» WORK REQUIRED
Lay out the lines below as a Markdown table with the columns No. and Line, giving each row a number. Begin at the first line and stop after the one containing "56,168,64,178", skipping blank lines and leaving out the pictures.
=-=-=
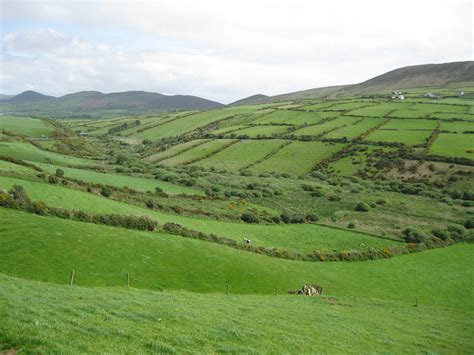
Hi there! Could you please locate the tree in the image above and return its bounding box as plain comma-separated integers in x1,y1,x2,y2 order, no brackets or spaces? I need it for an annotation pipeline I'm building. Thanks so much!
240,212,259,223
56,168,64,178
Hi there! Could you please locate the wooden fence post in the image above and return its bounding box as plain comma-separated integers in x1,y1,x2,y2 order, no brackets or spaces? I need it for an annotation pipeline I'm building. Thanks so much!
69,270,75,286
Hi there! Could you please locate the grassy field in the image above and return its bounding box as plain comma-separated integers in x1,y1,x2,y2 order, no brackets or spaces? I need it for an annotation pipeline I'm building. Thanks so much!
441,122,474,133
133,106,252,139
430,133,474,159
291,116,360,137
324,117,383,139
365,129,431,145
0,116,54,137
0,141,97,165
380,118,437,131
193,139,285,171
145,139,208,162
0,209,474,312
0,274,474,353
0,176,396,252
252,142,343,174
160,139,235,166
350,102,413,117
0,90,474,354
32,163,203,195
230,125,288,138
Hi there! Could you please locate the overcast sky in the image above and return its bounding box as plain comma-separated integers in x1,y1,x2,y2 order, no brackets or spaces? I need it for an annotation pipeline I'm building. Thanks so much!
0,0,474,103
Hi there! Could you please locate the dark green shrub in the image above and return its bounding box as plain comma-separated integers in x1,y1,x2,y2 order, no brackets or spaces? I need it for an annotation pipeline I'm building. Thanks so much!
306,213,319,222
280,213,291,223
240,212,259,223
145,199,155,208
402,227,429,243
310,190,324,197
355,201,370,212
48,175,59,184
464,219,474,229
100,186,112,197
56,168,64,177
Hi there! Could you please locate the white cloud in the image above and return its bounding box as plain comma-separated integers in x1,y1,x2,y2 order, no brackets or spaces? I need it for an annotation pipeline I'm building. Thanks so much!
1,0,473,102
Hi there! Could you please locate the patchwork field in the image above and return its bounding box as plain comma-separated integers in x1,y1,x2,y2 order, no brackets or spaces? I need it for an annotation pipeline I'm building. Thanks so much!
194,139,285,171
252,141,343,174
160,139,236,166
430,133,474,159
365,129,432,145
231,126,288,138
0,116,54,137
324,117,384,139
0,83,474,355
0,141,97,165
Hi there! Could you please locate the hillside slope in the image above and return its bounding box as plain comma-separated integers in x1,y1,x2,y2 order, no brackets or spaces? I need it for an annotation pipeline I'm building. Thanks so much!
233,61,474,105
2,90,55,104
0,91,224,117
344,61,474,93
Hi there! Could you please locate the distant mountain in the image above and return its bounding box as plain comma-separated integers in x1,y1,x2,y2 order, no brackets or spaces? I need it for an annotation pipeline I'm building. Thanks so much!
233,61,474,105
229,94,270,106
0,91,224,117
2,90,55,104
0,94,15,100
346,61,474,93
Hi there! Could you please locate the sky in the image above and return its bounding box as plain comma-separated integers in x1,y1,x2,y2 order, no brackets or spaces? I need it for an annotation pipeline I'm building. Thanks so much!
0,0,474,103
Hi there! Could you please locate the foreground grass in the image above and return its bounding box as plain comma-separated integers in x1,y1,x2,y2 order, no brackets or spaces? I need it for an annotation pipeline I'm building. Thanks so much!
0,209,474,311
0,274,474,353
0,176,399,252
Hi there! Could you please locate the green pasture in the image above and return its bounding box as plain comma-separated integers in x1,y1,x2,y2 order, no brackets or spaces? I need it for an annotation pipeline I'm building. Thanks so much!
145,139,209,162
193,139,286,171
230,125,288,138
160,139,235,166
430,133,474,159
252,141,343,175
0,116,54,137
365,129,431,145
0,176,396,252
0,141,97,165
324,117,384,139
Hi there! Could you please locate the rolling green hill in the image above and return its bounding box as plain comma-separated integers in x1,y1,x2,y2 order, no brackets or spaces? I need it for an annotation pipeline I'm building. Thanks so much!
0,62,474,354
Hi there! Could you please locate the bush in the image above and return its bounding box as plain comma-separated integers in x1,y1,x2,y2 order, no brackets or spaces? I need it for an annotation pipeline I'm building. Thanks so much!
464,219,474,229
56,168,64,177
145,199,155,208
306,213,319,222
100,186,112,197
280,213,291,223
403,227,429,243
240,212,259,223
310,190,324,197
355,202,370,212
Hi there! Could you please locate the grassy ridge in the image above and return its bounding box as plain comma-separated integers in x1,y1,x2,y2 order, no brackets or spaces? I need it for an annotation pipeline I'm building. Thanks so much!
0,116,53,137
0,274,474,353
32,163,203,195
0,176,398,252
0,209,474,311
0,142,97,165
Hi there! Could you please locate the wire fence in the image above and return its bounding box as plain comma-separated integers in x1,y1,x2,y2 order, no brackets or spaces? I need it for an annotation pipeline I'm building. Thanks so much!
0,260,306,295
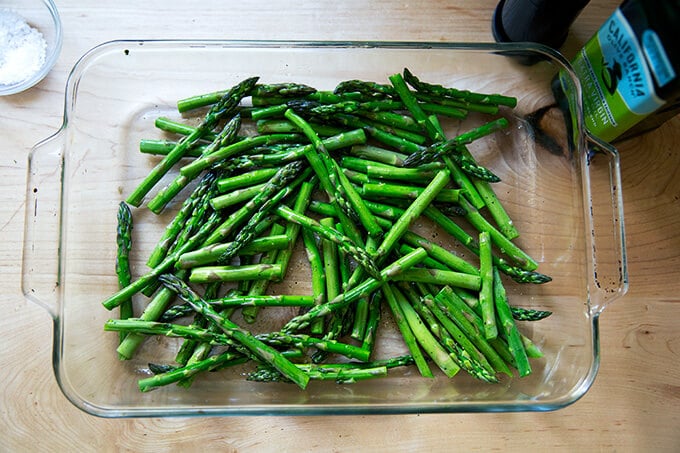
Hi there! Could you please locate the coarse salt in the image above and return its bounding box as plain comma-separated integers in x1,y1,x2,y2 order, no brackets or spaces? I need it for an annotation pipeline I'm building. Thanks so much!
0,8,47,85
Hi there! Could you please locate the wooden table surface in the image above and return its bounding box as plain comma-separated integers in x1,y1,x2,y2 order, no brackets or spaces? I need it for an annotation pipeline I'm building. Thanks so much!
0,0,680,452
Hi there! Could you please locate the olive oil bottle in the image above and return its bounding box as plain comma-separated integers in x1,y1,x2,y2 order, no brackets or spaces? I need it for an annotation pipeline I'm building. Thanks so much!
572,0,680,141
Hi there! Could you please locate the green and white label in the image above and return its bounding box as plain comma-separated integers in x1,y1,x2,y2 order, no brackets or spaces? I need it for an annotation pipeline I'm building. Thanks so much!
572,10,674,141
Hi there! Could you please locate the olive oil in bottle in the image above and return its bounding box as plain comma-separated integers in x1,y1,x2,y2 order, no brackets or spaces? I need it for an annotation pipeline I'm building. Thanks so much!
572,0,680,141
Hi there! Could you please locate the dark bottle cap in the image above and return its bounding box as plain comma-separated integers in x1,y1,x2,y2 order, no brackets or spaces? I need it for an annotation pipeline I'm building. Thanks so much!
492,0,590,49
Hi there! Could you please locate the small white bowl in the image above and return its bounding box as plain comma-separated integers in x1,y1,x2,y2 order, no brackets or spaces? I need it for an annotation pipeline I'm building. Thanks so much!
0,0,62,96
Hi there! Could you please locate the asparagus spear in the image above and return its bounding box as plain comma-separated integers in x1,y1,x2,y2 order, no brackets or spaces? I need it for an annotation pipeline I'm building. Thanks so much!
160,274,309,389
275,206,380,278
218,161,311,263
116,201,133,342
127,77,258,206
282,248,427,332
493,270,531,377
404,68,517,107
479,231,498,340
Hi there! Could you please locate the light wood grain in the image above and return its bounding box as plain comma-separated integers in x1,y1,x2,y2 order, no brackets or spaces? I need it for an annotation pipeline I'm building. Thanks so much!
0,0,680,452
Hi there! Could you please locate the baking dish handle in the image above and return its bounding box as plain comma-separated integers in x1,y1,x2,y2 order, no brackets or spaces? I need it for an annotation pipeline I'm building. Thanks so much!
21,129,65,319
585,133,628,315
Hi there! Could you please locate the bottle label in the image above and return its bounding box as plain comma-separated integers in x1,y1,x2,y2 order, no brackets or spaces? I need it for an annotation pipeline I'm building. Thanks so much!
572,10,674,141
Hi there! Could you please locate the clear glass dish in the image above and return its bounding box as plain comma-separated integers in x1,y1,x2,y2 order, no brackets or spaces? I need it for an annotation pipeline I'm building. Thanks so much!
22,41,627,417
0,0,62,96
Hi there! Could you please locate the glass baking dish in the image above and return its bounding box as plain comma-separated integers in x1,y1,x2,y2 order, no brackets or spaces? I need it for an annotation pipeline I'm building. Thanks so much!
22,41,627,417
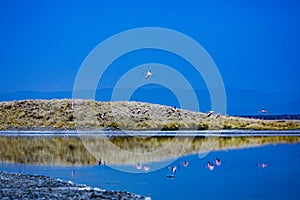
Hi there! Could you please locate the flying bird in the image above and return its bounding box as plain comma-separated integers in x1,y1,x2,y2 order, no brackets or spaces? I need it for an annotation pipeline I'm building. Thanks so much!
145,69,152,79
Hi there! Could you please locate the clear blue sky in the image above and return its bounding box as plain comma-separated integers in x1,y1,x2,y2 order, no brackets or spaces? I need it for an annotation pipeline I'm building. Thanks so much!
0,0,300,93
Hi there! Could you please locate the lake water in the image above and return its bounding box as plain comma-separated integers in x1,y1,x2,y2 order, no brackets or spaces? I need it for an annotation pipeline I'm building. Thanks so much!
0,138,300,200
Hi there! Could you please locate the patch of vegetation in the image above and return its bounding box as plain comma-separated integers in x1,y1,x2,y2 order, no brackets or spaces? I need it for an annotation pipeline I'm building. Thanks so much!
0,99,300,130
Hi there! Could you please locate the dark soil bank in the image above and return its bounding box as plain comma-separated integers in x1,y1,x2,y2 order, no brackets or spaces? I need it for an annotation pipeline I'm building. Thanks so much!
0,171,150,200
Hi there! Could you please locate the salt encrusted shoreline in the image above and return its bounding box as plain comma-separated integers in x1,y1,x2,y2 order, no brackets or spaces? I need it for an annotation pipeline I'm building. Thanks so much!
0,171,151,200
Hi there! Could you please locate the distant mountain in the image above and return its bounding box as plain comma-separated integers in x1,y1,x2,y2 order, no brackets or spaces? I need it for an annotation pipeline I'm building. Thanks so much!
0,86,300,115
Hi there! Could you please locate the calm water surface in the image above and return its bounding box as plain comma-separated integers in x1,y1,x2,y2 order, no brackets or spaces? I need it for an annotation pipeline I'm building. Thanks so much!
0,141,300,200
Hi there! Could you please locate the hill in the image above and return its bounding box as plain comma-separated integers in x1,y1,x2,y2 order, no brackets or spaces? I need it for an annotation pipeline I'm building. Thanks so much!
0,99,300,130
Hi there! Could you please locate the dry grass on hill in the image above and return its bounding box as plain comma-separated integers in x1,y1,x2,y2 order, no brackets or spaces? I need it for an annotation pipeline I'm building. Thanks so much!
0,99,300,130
=-=-=
» EXERCISE ANSWER
| No. | Line |
|---|---|
| 1 | Hi there! Could you please locate the tree in the image above and return its bounding box as plain comma-separated integers in x1,y1,x2,y2 order, no brackets or spaces? I need it for an annotation pipeline I'm building. Thanks so much! |
| 2 | 240,212,259,223 |
| 3 | 56,168,64,178 |